Task statement: Please repeat the whole listing exactly, but leave out any picture it holds.
Records supplied START
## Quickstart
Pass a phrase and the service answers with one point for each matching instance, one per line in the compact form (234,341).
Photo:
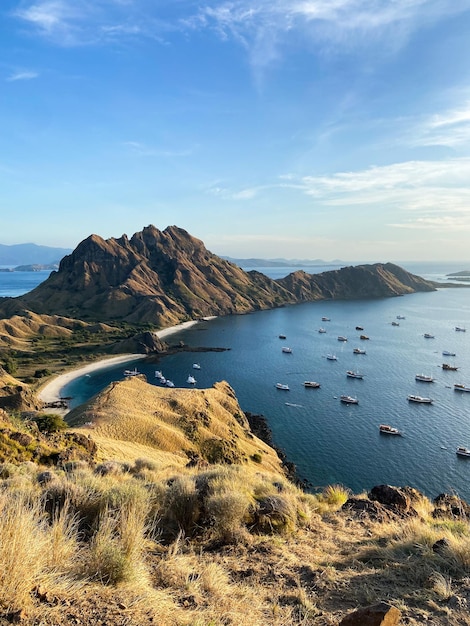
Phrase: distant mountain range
(31,254)
(255,262)
(166,277)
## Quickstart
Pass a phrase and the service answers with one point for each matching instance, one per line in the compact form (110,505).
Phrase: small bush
(50,422)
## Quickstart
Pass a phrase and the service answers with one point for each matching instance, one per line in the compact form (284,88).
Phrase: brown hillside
(191,424)
(165,277)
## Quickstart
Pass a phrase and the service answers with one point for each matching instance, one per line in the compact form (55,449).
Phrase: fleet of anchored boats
(413,398)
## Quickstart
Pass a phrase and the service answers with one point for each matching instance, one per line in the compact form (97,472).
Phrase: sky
(332,129)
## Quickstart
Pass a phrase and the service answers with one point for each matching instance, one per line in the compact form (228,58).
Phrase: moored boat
(133,372)
(352,374)
(349,400)
(388,430)
(419,399)
(358,351)
(424,378)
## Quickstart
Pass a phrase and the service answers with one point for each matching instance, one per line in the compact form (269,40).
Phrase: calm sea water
(328,441)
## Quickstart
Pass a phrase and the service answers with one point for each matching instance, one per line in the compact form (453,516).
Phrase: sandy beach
(51,392)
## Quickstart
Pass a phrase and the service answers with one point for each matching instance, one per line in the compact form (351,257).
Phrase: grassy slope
(141,538)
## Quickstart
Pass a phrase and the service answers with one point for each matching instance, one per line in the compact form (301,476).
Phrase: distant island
(31,254)
(464,275)
(257,262)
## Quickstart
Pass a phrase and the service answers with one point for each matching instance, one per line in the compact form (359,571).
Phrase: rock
(381,614)
(365,508)
(441,546)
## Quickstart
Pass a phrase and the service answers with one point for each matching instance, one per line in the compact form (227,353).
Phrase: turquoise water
(328,441)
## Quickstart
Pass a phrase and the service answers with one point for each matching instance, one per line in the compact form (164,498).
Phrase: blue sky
(271,128)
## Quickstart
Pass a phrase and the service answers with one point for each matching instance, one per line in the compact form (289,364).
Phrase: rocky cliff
(165,277)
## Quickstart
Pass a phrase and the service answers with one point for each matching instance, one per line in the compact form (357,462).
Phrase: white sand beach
(51,392)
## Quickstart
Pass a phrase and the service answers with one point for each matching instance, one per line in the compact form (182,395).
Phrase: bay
(328,441)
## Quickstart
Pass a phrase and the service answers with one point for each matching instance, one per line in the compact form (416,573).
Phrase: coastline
(51,392)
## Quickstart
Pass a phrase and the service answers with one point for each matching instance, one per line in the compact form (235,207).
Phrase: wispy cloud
(24,75)
(266,26)
(431,194)
(450,128)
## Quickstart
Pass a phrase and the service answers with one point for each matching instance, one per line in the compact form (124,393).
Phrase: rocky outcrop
(381,614)
(165,277)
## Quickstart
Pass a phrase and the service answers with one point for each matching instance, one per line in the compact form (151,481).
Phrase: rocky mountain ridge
(165,277)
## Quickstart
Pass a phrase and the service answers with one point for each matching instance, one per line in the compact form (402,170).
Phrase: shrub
(50,422)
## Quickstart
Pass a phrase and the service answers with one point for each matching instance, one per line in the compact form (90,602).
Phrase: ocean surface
(331,442)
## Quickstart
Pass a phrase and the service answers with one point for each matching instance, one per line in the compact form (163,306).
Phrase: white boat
(419,399)
(349,400)
(450,368)
(358,351)
(389,430)
(424,378)
(133,372)
(352,374)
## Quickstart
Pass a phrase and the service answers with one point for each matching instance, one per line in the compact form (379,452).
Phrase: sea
(331,442)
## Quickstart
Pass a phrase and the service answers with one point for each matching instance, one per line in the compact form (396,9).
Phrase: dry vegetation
(147,532)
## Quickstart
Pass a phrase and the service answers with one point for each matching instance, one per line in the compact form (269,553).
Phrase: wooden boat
(388,430)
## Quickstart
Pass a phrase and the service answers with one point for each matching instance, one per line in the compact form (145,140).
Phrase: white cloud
(24,75)
(431,194)
(450,128)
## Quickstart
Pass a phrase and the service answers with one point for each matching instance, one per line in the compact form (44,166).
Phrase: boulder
(381,614)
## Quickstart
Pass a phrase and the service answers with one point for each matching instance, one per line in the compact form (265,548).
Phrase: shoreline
(51,392)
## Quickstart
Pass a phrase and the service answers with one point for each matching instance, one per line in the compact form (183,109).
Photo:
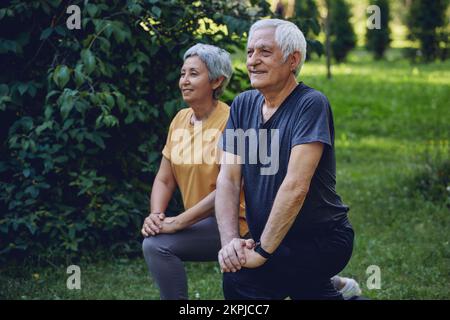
Records supplied END
Task response:
## Quickstart
Pass a phrase and the service answers with one point for each matching instance, one per line in the compact form (234,341).
Photo:
Phrase: distant mountain range
(31,254)
(255,262)
(166,277)
## Quickstart
Pass a phrase and the service answers with one point for each matching instance, one per line in the compact form (110,505).
Phrase: small bush
(50,422)
## Quickstart
Pass a phrase and the service answers with one point for each matching instance, one per line in the compact form (284,88).
Phrase: brown hillside
(191,424)
(165,277)
## Quickstart
Pass a phrase and the service answers with one point for each matching instance, one per line in the compact form (55,449).
Phrase: fleet of anchored boats
(413,398)
## Quickstart
Pass a phrase and the service answers with one point for each matching instance, one per line in the compact form (97,472).
Phrase: sky
(332,129)
## Quickstart
Pass a phrase and the service answers with one point for each matching instance, one per line in the compact form (228,58).
Phrase: moored boat
(133,372)
(352,374)
(349,400)
(388,430)
(419,399)
(358,351)
(424,378)
## Quickstart
Pass a phrase and the service answers with one point for each matching instance, one per line in the compact form (269,40).
Phrase: calm sea water
(328,441)
## Quickstart
Pass a phrase and the service answers with one point for each matching instance, one per line in the compact form (453,516).
Phrase: sandy beach
(51,392)
## Quickstart
Pass a phrase and the service answers with one point for each matching instance, one per line in the compact form (351,257).
Phrase: grassy slope
(141,538)
## Quickstart
Pass a phrase and the service answers with one point for each matching instance, one per line in the compact form (301,476).
Phrase: distant island
(31,254)
(464,275)
(257,262)
## Quickstart
Pass a phrase and the service answers with one point for each matching instance, one per line in the compact form (359,571).
Phrase: rock
(381,614)
(365,508)
(441,546)
## Quickstart
Pass a phrase and the service answers with one point for each matching instance, one per line in the compact form (227,353).
Phrase: turquoise water
(328,441)
## Quickstart
Pass a phrase and the service answers with one point for each matching instance, one per line in the compact form (164,498).
Phrase: blue sky
(271,128)
## Quickstart
Pass a phrase and the service answers with one point for each matching instance, one per line in the compact form (289,364).
Phrase: rocky cliff
(165,277)
## Quickstart
Pass a phrase and the service answers with one point for each matching instance, one per line in the compact form (357,462).
Phrase: white sand beach
(51,392)
## Quickstart
Pass a phrase and the service answers with one point for each matching instance, one per line in the compact form (182,395).
Phrase: bay
(328,441)
## Quickstart
Pass a phrase and the service answers with one point for each matching instance, one per line in the compact form (416,573).
Phrase: coastline
(51,392)
## Quickstart
Pass a phrase and the service answers with one point for each matching instance, one per line in the compact form (235,207).
Phrase: wispy cloud
(24,75)
(266,26)
(431,194)
(450,128)
## Quickstart
Pass a phrase and the service answers with one point for each matching instance, one per line in the compact form (124,393).
Phrase: rocky outcrop
(381,614)
(165,277)
## Quickstart
Pass a phrase and the service answers with one point for each matching instance, one per line in the compact form (151,481).
Phrase: rocky mountain ridge
(165,277)
## Quickstart
Pass a phrase and the service answers with one point for each matching instance, one per line in the compact form (402,170).
Phrase: shrub
(50,422)
## Quickstart
Pass a phrase and the service answers with one point for each matching instance, one per line in the compact form (90,602).
Phrase: ocean surface
(331,442)
## Quickstart
Pass a phrase and the service answers with one point for each matching instance, one per line in the compact form (163,306).
Phrase: white boat
(419,399)
(349,400)
(450,368)
(358,351)
(389,430)
(424,378)
(133,372)
(352,374)
## Quickstart
Pass a phrase and the service answers with one point for each matching instance, one per line in the compact form (379,452).
Phrase: sea
(331,442)
## Quickstart
Pass a phrase and the service answers with one point for each matching instance, one per line in the compact form (396,9).
Phrase: dry vegetation
(147,532)
## Quickstart
Pass a phrase and the service answers with one point for each matching instance, one per line in the compact form (269,553).
Phrase: wooden boat
(388,430)
## Quickstart
Pass a phrase and the service answers with one point for each matching instance, one per line in the compact form (145,140).
Phrase: white cloud
(24,75)
(431,194)
(450,128)
## Quickstart
Pass a phrase and the service answers with one point for each matching instance, one per line in the compact form (44,166).
Phrase: boulder
(381,614)
## Quickstart
Pass a phrase and the service answers with one point for each matching instance, one per line in the compact form (265,548).
Phrase: shoreline
(51,392)
## Quickstart
Pass a phrase and the service answers with one point for each matching instance, one per line in the compact form (183,109).
Photo:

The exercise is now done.